Data to use:
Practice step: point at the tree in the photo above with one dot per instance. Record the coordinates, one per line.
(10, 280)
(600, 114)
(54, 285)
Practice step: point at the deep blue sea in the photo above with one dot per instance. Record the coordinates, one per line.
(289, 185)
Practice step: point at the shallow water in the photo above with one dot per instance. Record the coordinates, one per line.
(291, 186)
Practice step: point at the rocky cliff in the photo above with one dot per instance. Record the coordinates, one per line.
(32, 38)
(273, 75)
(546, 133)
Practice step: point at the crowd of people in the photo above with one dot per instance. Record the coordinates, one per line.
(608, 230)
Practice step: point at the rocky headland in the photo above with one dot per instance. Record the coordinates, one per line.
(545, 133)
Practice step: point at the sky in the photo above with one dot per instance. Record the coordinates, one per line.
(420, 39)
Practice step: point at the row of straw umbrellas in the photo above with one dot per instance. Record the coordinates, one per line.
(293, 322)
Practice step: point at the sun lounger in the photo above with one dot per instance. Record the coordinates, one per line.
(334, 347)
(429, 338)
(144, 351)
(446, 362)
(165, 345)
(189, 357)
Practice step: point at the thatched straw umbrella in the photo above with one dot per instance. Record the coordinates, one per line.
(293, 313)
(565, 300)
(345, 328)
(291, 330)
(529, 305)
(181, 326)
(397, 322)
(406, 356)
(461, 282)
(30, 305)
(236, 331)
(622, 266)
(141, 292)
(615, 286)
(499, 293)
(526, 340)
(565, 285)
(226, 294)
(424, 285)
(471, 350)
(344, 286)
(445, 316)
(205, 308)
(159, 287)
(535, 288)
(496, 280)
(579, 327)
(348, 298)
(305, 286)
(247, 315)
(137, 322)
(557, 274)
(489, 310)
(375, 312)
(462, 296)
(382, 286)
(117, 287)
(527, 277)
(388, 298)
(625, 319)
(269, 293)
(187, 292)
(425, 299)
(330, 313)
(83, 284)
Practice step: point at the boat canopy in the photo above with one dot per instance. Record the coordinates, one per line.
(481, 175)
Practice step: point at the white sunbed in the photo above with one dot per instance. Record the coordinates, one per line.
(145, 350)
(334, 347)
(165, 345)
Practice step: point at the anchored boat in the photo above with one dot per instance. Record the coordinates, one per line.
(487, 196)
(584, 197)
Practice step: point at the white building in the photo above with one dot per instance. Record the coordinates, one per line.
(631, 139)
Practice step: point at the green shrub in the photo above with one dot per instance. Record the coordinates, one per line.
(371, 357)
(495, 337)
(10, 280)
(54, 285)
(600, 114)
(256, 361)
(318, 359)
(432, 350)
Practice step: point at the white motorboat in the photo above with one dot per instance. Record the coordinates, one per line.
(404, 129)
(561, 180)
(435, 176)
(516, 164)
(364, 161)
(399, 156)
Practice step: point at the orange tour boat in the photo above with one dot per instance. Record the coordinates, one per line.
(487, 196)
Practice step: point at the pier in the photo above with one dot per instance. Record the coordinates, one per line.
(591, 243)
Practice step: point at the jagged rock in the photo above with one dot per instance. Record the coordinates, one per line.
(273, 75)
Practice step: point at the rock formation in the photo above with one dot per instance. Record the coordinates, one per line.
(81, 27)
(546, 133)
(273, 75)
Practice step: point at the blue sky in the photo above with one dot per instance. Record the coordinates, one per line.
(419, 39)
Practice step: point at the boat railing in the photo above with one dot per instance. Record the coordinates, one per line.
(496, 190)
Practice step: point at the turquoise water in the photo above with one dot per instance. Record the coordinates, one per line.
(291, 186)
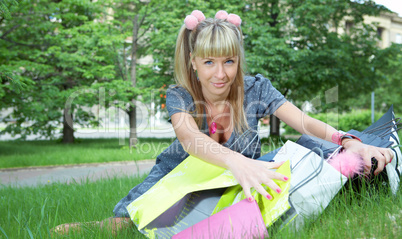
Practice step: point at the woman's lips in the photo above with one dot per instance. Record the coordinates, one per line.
(218, 85)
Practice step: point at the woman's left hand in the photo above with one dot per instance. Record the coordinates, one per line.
(382, 155)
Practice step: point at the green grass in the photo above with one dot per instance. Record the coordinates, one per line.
(31, 212)
(47, 152)
(15, 154)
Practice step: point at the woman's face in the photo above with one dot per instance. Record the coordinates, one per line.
(216, 74)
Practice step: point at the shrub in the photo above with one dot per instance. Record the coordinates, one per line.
(356, 119)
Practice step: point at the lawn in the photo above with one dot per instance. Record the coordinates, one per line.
(15, 154)
(49, 152)
(31, 212)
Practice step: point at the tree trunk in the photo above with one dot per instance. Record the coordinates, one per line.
(133, 124)
(274, 124)
(68, 131)
(132, 114)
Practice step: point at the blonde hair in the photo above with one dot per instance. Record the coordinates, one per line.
(211, 38)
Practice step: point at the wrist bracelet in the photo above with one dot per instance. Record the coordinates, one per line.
(338, 136)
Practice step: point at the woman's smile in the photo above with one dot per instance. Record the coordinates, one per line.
(216, 74)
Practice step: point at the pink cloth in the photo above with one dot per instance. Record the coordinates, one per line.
(239, 221)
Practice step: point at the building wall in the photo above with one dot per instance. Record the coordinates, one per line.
(389, 28)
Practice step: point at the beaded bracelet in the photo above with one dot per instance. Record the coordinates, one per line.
(338, 136)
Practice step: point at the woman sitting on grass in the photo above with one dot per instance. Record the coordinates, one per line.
(214, 103)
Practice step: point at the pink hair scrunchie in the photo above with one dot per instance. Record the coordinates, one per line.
(191, 21)
(232, 18)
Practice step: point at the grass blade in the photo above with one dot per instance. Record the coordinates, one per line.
(4, 233)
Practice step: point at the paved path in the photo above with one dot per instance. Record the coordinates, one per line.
(76, 173)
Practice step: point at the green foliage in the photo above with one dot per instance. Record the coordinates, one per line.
(355, 119)
(296, 45)
(388, 91)
(5, 8)
(15, 154)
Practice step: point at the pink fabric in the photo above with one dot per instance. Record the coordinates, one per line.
(349, 164)
(337, 137)
(191, 22)
(234, 19)
(221, 15)
(199, 15)
(241, 220)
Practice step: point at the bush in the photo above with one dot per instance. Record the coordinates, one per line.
(356, 119)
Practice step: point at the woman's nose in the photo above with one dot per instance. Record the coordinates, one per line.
(220, 72)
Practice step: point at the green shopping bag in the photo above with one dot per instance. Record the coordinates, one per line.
(190, 178)
(271, 210)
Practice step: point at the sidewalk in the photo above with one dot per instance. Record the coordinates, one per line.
(34, 176)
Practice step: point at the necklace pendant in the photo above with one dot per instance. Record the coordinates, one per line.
(212, 128)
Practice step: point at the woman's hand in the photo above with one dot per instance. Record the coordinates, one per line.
(382, 155)
(251, 173)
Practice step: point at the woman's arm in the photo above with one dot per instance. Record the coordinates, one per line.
(304, 124)
(248, 172)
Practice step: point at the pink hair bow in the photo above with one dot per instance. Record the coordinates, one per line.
(191, 21)
(232, 18)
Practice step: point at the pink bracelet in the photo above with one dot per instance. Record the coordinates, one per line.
(338, 136)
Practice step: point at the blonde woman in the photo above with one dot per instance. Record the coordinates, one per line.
(213, 104)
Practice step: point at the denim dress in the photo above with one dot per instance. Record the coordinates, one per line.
(261, 99)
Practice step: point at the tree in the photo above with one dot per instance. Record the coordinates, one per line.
(5, 8)
(297, 45)
(59, 53)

Stated task: Write out again, exactly, the lines from the one holding "Practice step: point at the pink hair bow" through the end of the listing, with both ends included.

Written response:
Practice step: point at the pink hair bow in the photo above with one dot per instance. Record the coordinates, one per line.
(191, 21)
(232, 18)
Practice step: point at the pink bracelet in the photo above with one dot per instance. Record the coordinates, one per line.
(338, 136)
Practice step: point at the blonde woman in the photo above with one dot per instance. Record the coordinates, one per line.
(213, 104)
Practice step: point at the denim dress in the photo above with one dot per instance. Record the coordinates, one per line.
(261, 99)
Practice step: point at the tree in the photo above with one dot per instance. Record the coordinates, one per line.
(5, 8)
(297, 45)
(59, 53)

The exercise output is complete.